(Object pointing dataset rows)
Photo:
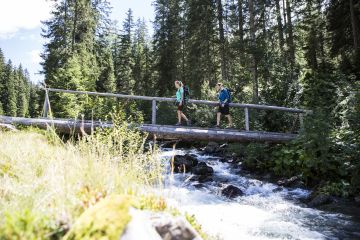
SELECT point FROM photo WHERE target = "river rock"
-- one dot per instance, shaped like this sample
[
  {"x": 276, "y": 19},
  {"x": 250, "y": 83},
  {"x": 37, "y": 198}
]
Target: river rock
[
  {"x": 320, "y": 199},
  {"x": 202, "y": 169},
  {"x": 212, "y": 147},
  {"x": 294, "y": 182},
  {"x": 174, "y": 228},
  {"x": 184, "y": 163},
  {"x": 231, "y": 191}
]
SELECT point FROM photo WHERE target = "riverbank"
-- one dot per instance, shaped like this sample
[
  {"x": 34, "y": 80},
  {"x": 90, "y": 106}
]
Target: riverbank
[
  {"x": 90, "y": 188},
  {"x": 232, "y": 203},
  {"x": 252, "y": 164}
]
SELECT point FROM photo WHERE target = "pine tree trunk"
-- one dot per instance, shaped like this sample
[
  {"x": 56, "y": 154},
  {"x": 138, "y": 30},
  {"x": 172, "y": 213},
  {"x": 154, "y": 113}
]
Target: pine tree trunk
[
  {"x": 222, "y": 41},
  {"x": 279, "y": 25},
  {"x": 254, "y": 61},
  {"x": 354, "y": 26},
  {"x": 290, "y": 35},
  {"x": 241, "y": 23},
  {"x": 74, "y": 26},
  {"x": 284, "y": 14}
]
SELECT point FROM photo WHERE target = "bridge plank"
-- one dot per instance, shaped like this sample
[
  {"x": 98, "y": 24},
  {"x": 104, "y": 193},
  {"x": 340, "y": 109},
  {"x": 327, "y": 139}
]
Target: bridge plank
[{"x": 161, "y": 131}]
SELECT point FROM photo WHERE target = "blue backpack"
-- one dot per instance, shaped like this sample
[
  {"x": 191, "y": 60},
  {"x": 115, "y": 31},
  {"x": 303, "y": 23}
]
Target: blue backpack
[{"x": 229, "y": 98}]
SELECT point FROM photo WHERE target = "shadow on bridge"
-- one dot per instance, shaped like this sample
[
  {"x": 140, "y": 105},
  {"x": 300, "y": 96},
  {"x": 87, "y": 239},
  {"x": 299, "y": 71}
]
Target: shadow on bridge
[{"x": 162, "y": 131}]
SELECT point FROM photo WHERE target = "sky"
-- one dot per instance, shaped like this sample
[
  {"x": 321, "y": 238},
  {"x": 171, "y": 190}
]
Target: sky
[{"x": 20, "y": 28}]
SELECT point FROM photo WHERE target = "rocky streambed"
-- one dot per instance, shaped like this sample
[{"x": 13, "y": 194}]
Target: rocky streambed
[{"x": 230, "y": 203}]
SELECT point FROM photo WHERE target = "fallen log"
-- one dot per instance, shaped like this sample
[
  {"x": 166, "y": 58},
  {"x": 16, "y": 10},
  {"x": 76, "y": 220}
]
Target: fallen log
[
  {"x": 160, "y": 131},
  {"x": 7, "y": 127}
]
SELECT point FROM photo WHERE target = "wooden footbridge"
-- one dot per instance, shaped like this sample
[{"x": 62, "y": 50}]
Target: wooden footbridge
[{"x": 162, "y": 131}]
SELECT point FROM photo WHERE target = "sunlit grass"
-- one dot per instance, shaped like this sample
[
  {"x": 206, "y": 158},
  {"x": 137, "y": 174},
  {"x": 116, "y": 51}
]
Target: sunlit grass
[{"x": 46, "y": 184}]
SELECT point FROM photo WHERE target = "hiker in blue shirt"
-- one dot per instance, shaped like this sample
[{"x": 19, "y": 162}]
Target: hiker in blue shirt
[
  {"x": 224, "y": 100},
  {"x": 180, "y": 102}
]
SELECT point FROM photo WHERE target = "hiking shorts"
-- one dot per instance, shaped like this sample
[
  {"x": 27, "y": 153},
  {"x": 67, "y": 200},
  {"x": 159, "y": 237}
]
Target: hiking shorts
[
  {"x": 224, "y": 110},
  {"x": 180, "y": 107}
]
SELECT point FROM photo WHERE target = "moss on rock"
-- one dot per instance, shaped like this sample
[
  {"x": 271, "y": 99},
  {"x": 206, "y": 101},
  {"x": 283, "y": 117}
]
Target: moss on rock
[{"x": 106, "y": 220}]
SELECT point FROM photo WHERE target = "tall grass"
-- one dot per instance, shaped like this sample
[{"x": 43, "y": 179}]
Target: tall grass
[{"x": 45, "y": 183}]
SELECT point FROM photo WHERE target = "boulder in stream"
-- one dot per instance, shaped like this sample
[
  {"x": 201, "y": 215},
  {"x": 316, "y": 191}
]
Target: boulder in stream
[
  {"x": 174, "y": 228},
  {"x": 230, "y": 191},
  {"x": 184, "y": 163},
  {"x": 294, "y": 182},
  {"x": 202, "y": 169},
  {"x": 212, "y": 147},
  {"x": 319, "y": 199}
]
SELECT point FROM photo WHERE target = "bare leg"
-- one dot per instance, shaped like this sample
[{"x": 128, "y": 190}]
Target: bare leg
[
  {"x": 183, "y": 116},
  {"x": 179, "y": 116},
  {"x": 218, "y": 118},
  {"x": 230, "y": 120}
]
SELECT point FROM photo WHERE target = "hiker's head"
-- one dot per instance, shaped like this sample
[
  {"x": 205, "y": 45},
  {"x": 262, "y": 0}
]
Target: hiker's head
[
  {"x": 218, "y": 86},
  {"x": 178, "y": 84}
]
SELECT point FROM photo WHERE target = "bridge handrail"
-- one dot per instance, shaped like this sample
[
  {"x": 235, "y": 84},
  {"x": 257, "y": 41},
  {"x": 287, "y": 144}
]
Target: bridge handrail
[
  {"x": 164, "y": 99},
  {"x": 154, "y": 101}
]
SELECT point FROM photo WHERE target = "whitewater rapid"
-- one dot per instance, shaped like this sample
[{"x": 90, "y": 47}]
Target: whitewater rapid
[{"x": 265, "y": 211}]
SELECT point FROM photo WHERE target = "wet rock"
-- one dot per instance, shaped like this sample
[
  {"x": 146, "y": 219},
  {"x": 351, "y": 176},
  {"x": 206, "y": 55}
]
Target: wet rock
[
  {"x": 199, "y": 185},
  {"x": 140, "y": 227},
  {"x": 169, "y": 144},
  {"x": 174, "y": 228},
  {"x": 212, "y": 147},
  {"x": 294, "y": 182},
  {"x": 231, "y": 191},
  {"x": 178, "y": 144},
  {"x": 184, "y": 163},
  {"x": 278, "y": 189},
  {"x": 202, "y": 169},
  {"x": 320, "y": 199}
]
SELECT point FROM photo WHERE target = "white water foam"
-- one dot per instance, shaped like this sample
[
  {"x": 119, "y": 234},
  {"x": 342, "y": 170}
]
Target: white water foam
[{"x": 261, "y": 213}]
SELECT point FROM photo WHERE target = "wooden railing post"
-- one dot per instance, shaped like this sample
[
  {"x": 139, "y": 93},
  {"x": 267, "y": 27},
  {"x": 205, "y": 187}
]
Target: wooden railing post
[
  {"x": 247, "y": 125},
  {"x": 301, "y": 118},
  {"x": 153, "y": 117},
  {"x": 46, "y": 105}
]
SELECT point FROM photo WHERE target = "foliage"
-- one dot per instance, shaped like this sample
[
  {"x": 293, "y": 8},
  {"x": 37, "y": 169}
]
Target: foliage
[
  {"x": 58, "y": 181},
  {"x": 106, "y": 220}
]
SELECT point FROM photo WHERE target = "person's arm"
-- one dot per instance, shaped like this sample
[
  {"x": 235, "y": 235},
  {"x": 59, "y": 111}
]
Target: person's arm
[
  {"x": 221, "y": 97},
  {"x": 182, "y": 95}
]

- Given problem: Make an exact copy of every record, pictures excluded.

- Answer to this task:
Photo:
SELECT point FROM photo WHERE target = "river rock"
-- one dot per instance, shaped like this sample
[
  {"x": 276, "y": 19},
  {"x": 250, "y": 83},
  {"x": 37, "y": 198}
]
Target: river rock
[
  {"x": 320, "y": 199},
  {"x": 202, "y": 169},
  {"x": 212, "y": 147},
  {"x": 294, "y": 182},
  {"x": 174, "y": 228},
  {"x": 184, "y": 163},
  {"x": 231, "y": 191}
]
SELECT point FROM photo WHERE target = "riverbank"
-- one dot per instance, shaped like this sample
[
  {"x": 34, "y": 80},
  {"x": 90, "y": 106}
]
Target: riverbank
[
  {"x": 90, "y": 188},
  {"x": 232, "y": 203},
  {"x": 252, "y": 164}
]
SELECT point FROM photo WHERE target = "pine tree trunk"
-- one dot per instance, shaped like this sample
[
  {"x": 56, "y": 154},
  {"x": 138, "y": 30},
  {"x": 172, "y": 213},
  {"x": 154, "y": 113}
]
Target: pine tree trunk
[
  {"x": 222, "y": 41},
  {"x": 279, "y": 25},
  {"x": 254, "y": 61},
  {"x": 354, "y": 26},
  {"x": 290, "y": 35},
  {"x": 241, "y": 23},
  {"x": 74, "y": 26},
  {"x": 284, "y": 14}
]
SELECT point FROM photo WHERE target = "bridge plank"
-- one dot per instance, shaped like this sample
[
  {"x": 98, "y": 24},
  {"x": 104, "y": 193},
  {"x": 340, "y": 109},
  {"x": 327, "y": 139}
]
Target: bridge plank
[{"x": 161, "y": 131}]
SELECT point FROM photo WHERE target = "blue backpack"
-- one dot per instance, shaped like this sample
[
  {"x": 191, "y": 60},
  {"x": 115, "y": 31},
  {"x": 303, "y": 23}
]
Target: blue backpack
[{"x": 229, "y": 98}]
SELECT point FROM photo WHERE target = "shadow on bridge"
-- one dot per instance, shaped like this sample
[
  {"x": 140, "y": 105},
  {"x": 300, "y": 96},
  {"x": 87, "y": 239},
  {"x": 299, "y": 71}
]
Target: shadow on bridge
[{"x": 162, "y": 131}]
SELECT point FROM photo WHERE target = "sky"
-- one dot per instance, shaped like this sample
[
  {"x": 321, "y": 238},
  {"x": 171, "y": 190}
]
Target: sky
[{"x": 20, "y": 28}]
SELECT point FROM photo WHERE target = "rocky streambed"
-- one dot per instance, shaped like this sample
[{"x": 13, "y": 194}]
Target: rocky streambed
[{"x": 230, "y": 203}]
SELECT point FROM photo WHERE target = "fallen log"
-- one dot per instance, shaped like this sample
[
  {"x": 166, "y": 58},
  {"x": 16, "y": 10},
  {"x": 76, "y": 220}
]
Target: fallen log
[
  {"x": 160, "y": 131},
  {"x": 7, "y": 127}
]
SELECT point FROM photo WHERE target = "wooden footbridge"
-- one dot per instance, shaped like this sample
[{"x": 62, "y": 50}]
Target: wooden footbridge
[{"x": 162, "y": 131}]
SELECT point FROM photo WHERE target = "sunlit grass"
-- one dot per instance, shaped like this sample
[
  {"x": 206, "y": 158},
  {"x": 137, "y": 174},
  {"x": 116, "y": 51}
]
Target: sunlit grass
[{"x": 46, "y": 184}]
SELECT point FROM photo WHERE target = "hiker in blue shirt"
-- one dot per instance, shaped like this sample
[{"x": 19, "y": 162}]
Target: hiker in blue shirt
[
  {"x": 224, "y": 100},
  {"x": 180, "y": 102}
]
SELECT point FROM photo WHERE target = "hiking shorts"
-- one dot per instance, shaped like this sample
[
  {"x": 27, "y": 153},
  {"x": 67, "y": 200},
  {"x": 159, "y": 237}
]
Target: hiking shorts
[
  {"x": 224, "y": 110},
  {"x": 180, "y": 107}
]
SELECT point FROM photo WHERE target = "moss on rock"
-- one dot per instance, shaped like this sample
[
  {"x": 271, "y": 99},
  {"x": 206, "y": 101},
  {"x": 283, "y": 117}
]
Target: moss on rock
[{"x": 106, "y": 220}]
SELECT point FROM photo WHERE target = "tall grass"
-- one dot per instance, shaped like this sample
[{"x": 43, "y": 179}]
Target: tall grass
[{"x": 45, "y": 183}]
SELECT point FROM photo WHERE target = "boulder in stream"
-- one dot per instance, shaped like this sample
[
  {"x": 201, "y": 215},
  {"x": 316, "y": 191}
]
Target: boulder in stream
[
  {"x": 174, "y": 228},
  {"x": 230, "y": 191},
  {"x": 184, "y": 163},
  {"x": 294, "y": 182},
  {"x": 202, "y": 169},
  {"x": 212, "y": 147},
  {"x": 319, "y": 199}
]
SELECT point FROM photo WHERE target = "bare leg"
-- one dot per instance, shaped like this sample
[{"x": 128, "y": 190}]
Target: bare leg
[
  {"x": 183, "y": 116},
  {"x": 179, "y": 116},
  {"x": 218, "y": 118},
  {"x": 230, "y": 120}
]
SELECT point FROM photo WHERE target = "hiker's head"
-- one dot per instance, shaped like this sample
[
  {"x": 205, "y": 45},
  {"x": 262, "y": 0}
]
Target: hiker's head
[
  {"x": 218, "y": 86},
  {"x": 178, "y": 84}
]
SELECT point FROM photo WHERE target = "bridge handrail"
-- one dot per instance, shaped like this sample
[
  {"x": 235, "y": 84},
  {"x": 257, "y": 41},
  {"x": 287, "y": 144}
]
Target: bridge handrail
[
  {"x": 164, "y": 99},
  {"x": 154, "y": 101}
]
SELECT point FROM photo WHERE target = "whitewater rapid"
-- one dot per instance, shaped like this sample
[{"x": 90, "y": 47}]
Target: whitewater rapid
[{"x": 265, "y": 211}]
SELECT point FROM photo WHERE target = "wet rock"
-- one dot per instance, shaped like this sample
[
  {"x": 146, "y": 219},
  {"x": 351, "y": 176},
  {"x": 206, "y": 55}
]
Target: wet rock
[
  {"x": 199, "y": 185},
  {"x": 140, "y": 227},
  {"x": 169, "y": 144},
  {"x": 174, "y": 228},
  {"x": 212, "y": 147},
  {"x": 294, "y": 182},
  {"x": 231, "y": 191},
  {"x": 178, "y": 144},
  {"x": 184, "y": 163},
  {"x": 278, "y": 189},
  {"x": 202, "y": 169},
  {"x": 320, "y": 199}
]
SELECT point FROM photo WHERE target = "white water foam"
-- one dot per instance, shaped like this sample
[
  {"x": 119, "y": 234},
  {"x": 342, "y": 170}
]
Target: white water foam
[{"x": 261, "y": 213}]
SELECT point FROM photo WHERE target = "wooden railing post"
-- one dot per instance, shaped like this sample
[
  {"x": 139, "y": 93},
  {"x": 267, "y": 27},
  {"x": 205, "y": 187}
]
Target: wooden railing post
[
  {"x": 247, "y": 125},
  {"x": 301, "y": 118},
  {"x": 153, "y": 117},
  {"x": 46, "y": 105}
]
SELECT point FROM photo WHERE target = "foliage"
-- one dot per instance, shaped like this sample
[
  {"x": 293, "y": 8},
  {"x": 37, "y": 169}
]
Target: foliage
[
  {"x": 58, "y": 181},
  {"x": 106, "y": 220}
]
SELECT point FROM photo WHERE target = "person's arm"
-- one dot per instance, shaped like this sample
[
  {"x": 235, "y": 235},
  {"x": 59, "y": 111}
]
Target: person's arm
[
  {"x": 221, "y": 97},
  {"x": 182, "y": 95}
]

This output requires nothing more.